*What you have to do:* Reproduce all entries verbatim, with nothing added or dropped.

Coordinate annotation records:
□ □ □ □

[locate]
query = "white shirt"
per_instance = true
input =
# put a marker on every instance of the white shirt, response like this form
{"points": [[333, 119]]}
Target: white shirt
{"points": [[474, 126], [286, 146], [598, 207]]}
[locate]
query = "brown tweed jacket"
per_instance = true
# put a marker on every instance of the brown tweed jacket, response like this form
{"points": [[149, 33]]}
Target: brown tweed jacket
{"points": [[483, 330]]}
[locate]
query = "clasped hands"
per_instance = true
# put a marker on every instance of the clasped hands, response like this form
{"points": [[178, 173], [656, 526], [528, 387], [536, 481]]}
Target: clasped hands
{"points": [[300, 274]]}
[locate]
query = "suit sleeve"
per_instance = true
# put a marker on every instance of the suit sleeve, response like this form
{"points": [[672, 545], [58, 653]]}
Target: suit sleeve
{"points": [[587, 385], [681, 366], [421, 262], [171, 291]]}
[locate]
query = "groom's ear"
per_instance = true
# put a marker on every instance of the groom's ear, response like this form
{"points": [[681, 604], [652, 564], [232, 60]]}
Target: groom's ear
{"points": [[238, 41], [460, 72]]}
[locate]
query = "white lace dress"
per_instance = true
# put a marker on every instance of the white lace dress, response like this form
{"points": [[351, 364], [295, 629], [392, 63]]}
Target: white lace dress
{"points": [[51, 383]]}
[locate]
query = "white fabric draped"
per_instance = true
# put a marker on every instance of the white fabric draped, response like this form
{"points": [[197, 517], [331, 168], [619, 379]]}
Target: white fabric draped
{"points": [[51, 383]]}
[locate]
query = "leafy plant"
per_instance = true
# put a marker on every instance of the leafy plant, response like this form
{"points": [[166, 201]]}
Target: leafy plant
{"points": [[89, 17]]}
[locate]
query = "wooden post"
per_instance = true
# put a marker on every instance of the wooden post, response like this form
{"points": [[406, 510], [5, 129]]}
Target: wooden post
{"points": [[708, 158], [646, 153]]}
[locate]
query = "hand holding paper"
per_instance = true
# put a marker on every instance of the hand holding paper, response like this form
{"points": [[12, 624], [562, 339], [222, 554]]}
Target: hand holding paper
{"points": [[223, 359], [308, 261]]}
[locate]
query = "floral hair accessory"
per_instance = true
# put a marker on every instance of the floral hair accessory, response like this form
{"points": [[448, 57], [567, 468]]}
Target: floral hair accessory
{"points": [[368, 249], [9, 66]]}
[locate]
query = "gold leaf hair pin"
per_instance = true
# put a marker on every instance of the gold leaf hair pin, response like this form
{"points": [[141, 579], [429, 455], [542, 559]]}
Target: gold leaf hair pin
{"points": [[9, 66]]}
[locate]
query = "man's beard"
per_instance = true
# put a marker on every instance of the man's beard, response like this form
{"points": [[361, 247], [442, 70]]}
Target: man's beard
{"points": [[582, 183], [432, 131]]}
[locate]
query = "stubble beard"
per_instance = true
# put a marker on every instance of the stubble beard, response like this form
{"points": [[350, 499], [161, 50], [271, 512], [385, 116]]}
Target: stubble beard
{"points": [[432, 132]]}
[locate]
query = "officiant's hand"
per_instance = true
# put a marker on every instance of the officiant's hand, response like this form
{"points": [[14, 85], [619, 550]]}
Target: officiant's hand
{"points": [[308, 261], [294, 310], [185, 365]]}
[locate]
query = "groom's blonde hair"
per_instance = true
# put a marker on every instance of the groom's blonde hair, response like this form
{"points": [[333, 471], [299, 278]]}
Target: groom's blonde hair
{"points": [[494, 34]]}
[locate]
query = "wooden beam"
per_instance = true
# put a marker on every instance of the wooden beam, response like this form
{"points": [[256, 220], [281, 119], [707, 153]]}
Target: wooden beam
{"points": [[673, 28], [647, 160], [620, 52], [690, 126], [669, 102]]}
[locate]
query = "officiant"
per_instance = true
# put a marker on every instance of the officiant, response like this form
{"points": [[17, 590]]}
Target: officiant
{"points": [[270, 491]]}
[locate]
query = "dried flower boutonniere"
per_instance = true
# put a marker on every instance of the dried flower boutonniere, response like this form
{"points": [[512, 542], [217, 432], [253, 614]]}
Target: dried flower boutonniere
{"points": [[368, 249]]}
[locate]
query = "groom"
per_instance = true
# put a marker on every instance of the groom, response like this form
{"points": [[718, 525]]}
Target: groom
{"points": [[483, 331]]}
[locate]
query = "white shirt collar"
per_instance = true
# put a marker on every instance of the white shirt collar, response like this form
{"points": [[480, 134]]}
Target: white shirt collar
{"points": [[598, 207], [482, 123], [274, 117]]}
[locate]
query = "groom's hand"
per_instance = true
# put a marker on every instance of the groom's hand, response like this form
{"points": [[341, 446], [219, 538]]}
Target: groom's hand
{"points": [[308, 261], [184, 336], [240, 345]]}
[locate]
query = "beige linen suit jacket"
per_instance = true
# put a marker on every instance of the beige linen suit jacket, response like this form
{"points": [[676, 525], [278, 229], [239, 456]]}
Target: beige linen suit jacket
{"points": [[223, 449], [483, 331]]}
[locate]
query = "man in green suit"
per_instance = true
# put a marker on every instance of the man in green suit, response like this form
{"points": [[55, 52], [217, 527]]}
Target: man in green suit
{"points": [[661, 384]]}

□ □ □ □

*Reply to the exercise:*
[locate]
query = "white shirt"
per_instance = true
input =
# put a marker on every instance of the white shirt, response like this form
{"points": [[333, 119]]}
Target: white shirt
{"points": [[474, 126], [286, 146], [598, 207]]}
[locate]
query = "brown tweed jacket"
per_instance = true
# put a marker on every instance of the brown tweed jacket, response like this form
{"points": [[149, 33]]}
Target: brown tweed jacket
{"points": [[483, 330]]}
[locate]
query = "clasped hands"
per_instance = true
# put a marker on every instance of the clasped hands, response like this form
{"points": [[178, 173], [656, 526], [528, 387], [536, 481]]}
Target: clasped hands
{"points": [[300, 274]]}
[locate]
query = "suit sleeve"
per_instance = true
# put a marker on every instance of the suit sleeve, response like this form
{"points": [[672, 545], [58, 653]]}
Target: suit sleeve
{"points": [[587, 385], [681, 366], [421, 262], [171, 291]]}
[locate]
query = "groom's ear"
per_instance = true
# put a marker on every instance of the groom's ear, response like this form
{"points": [[681, 604], [652, 564], [232, 60]]}
Target: groom's ear
{"points": [[238, 41], [460, 72]]}
[locate]
query = "white lace dress"
per_instance = true
# put a marker on every instance of the white lace dress, response like this form
{"points": [[351, 364], [295, 629], [392, 63]]}
Target: white lace dress
{"points": [[51, 383]]}
[locate]
query = "white fabric draped"
per_instance = true
# put a marker on every instance of the white fabric draped, response like this form
{"points": [[197, 517], [331, 168], [619, 379]]}
Target: white fabric draped
{"points": [[51, 383]]}
[locate]
query = "leafy plant"
per_instance = true
# put a marker on every instance of the leafy plant, response like this form
{"points": [[166, 201]]}
Target: leafy plant
{"points": [[89, 17]]}
[locate]
query = "wooden post"
per_instance = true
# put a marker on every instance of the wooden post, response like this form
{"points": [[406, 510], [5, 129]]}
Target: wooden post
{"points": [[708, 158], [646, 153]]}
[locate]
query = "hand holding paper"
per_instance = true
# put a marker on every instance of the hand holding paper, response like this form
{"points": [[12, 624], [562, 339], [222, 554]]}
Target: hand holding paper
{"points": [[223, 359], [308, 261]]}
[locate]
query = "floral hair accessory"
per_instance = true
# put a marker on every instance of the floral hair accessory, response like this form
{"points": [[448, 57], [567, 468]]}
Target: floral hair accessory
{"points": [[368, 249], [9, 66]]}
[locate]
query = "gold leaf hair pin"
per_instance = true
# put a marker on every instance of the gold leaf hair pin, response like this form
{"points": [[141, 579], [429, 455], [542, 559]]}
Target: gold leaf hair pin
{"points": [[9, 66]]}
[locate]
query = "man's beard"
per_instance = true
# put a marker on every instance of the man's beard, response like this form
{"points": [[361, 247], [442, 70]]}
Target: man's beard
{"points": [[582, 183], [432, 131]]}
[locate]
query = "stubble beard"
per_instance = true
# put a marker on every instance of the stubble beard, response like this form
{"points": [[350, 499], [161, 50], [271, 512], [385, 116]]}
Target: stubble beard
{"points": [[432, 132]]}
[locate]
query = "officiant's hand"
per_instance = true
# put a marker on every instance of the officiant's hand, response like this form
{"points": [[14, 85], [619, 550]]}
Target: officiant's hand
{"points": [[308, 261], [294, 310], [185, 365]]}
[locate]
query = "groom's blonde hair"
per_instance = true
# put a marker on every instance of the groom's blonde hair, response like this form
{"points": [[333, 471], [299, 278]]}
Target: groom's blonde hair
{"points": [[494, 34]]}
[locate]
query = "wooden beam"
per_instance = true
# put a marker on every instance of the wooden beam, response like this form
{"points": [[256, 220], [281, 119], [707, 153]]}
Target: wooden beam
{"points": [[673, 28], [647, 160], [620, 52], [690, 126], [669, 102]]}
[locate]
query = "officiant"
per_instance = true
# put a marker on every instance of the officiant, response like this form
{"points": [[17, 590]]}
Target: officiant
{"points": [[270, 491]]}
[locate]
query = "dried flower boutonniere"
per_instance = true
# put a marker on every instance of the dried flower boutonniere, response like this form
{"points": [[512, 542], [217, 432], [253, 614]]}
Target: dried flower boutonniere
{"points": [[368, 249]]}
[locate]
query = "groom"
per_instance = true
# put a marker on every instance of the groom, response like this form
{"points": [[718, 525]]}
Target: groom
{"points": [[483, 331]]}
[locate]
query = "white shirt collar"
per_instance = true
# put a marker on every instance of the white shirt collar, response like this form
{"points": [[480, 134]]}
Target: white shirt collar
{"points": [[598, 207], [482, 123], [274, 117]]}
[locate]
query = "groom's hand"
per_instance = true
# put a marker on every instance of the groom's hand, response like this form
{"points": [[341, 446], [219, 538]]}
Target: groom's hand
{"points": [[308, 261], [184, 336], [240, 345]]}
[locate]
query = "beige linen suit jacket"
per_instance = true
# put a marker on every instance of the beige linen suit jacket, response like this form
{"points": [[676, 525], [278, 229], [239, 456]]}
Target: beige linen suit jacket
{"points": [[223, 449], [483, 331]]}
[locate]
query = "man in green suit"
per_instance = true
# put a marker on every instance of the man in green suit, response like this form
{"points": [[55, 52], [217, 527]]}
Target: man in green suit
{"points": [[661, 384]]}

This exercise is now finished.